But then, being ruled by mediocre but dutiful and patriotic
security bureaucrats may not be the worst fate that can befall
a country. Elsewhere in the former Soviet Union, sultanistic
tendencies are much more clearly marked, and by and large
these countries are also markedly worse off than Russia.
The most extravagant growth of sultanism of course has been
in Turkmenistan, where Sapurmurad Niyazov, or "Turkmenbashi"
("Father of the Turkmen") has introduced a cult
of personality on a scale unknown since Stalin’s day. In Uzbekistan,
Islam Karimov, a much dourer character than Niyazov, has not
developed a full-blown cult of personality, but his rule is
just as dictatorial. Across the Caspian, Azerbaijan under
Heidar Aliev is freer and more criticism is allowed, but the
results of the elections are never in doubt. In Kazakhstan
and Kyrgyzstan, while public debate is possible in these countries,
Nursultan Nazarbayev and Askar Akayev have developed strongly
personal, fairly authoritarian forms of government with their
own families playing a very important role. The importance
of these new dynasties was underlined by the marriage in 1998
of Akayev’s son to Nazarbayev’s daughter.
The failure of institution-building, and the importance of
the dynasties, will become clearest – and most dangerous –
when the existing generation of leaders begins to die off.

**Raw data**
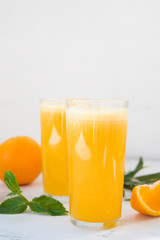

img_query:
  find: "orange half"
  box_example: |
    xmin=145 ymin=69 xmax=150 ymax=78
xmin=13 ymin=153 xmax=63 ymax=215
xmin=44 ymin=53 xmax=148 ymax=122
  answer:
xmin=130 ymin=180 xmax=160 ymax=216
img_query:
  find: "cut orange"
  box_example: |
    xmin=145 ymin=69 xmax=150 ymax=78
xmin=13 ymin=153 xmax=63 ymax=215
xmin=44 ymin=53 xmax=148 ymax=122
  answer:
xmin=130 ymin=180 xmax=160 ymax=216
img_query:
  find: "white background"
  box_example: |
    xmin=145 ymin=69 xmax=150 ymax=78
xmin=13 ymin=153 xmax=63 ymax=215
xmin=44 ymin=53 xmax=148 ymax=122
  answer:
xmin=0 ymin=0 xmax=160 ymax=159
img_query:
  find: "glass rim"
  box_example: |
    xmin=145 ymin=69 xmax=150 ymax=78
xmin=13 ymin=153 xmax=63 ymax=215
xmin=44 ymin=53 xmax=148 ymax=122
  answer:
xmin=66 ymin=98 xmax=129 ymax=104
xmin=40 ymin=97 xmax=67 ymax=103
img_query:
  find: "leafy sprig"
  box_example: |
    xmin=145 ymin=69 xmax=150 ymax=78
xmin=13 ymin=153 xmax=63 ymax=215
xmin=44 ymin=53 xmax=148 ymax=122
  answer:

**Required task**
Answer these questions using the passage above on rule in the former Soviet Union:
(a) What name does Sapurmurad Niyazov go by, and what does it mean?
(b) Which leader is called a much dourer character than Niyazov?
(c) What 1998 event underlined the importance of the new dynasties?

**Exercise output**
(a) "Turkmenbashi," meaning "Father of the Turkmen."
(b) Islam Karimov of Uzbekistan.
(c) The marriage of Askar Akayev's son to Nursultan Nazarbayev's daughter.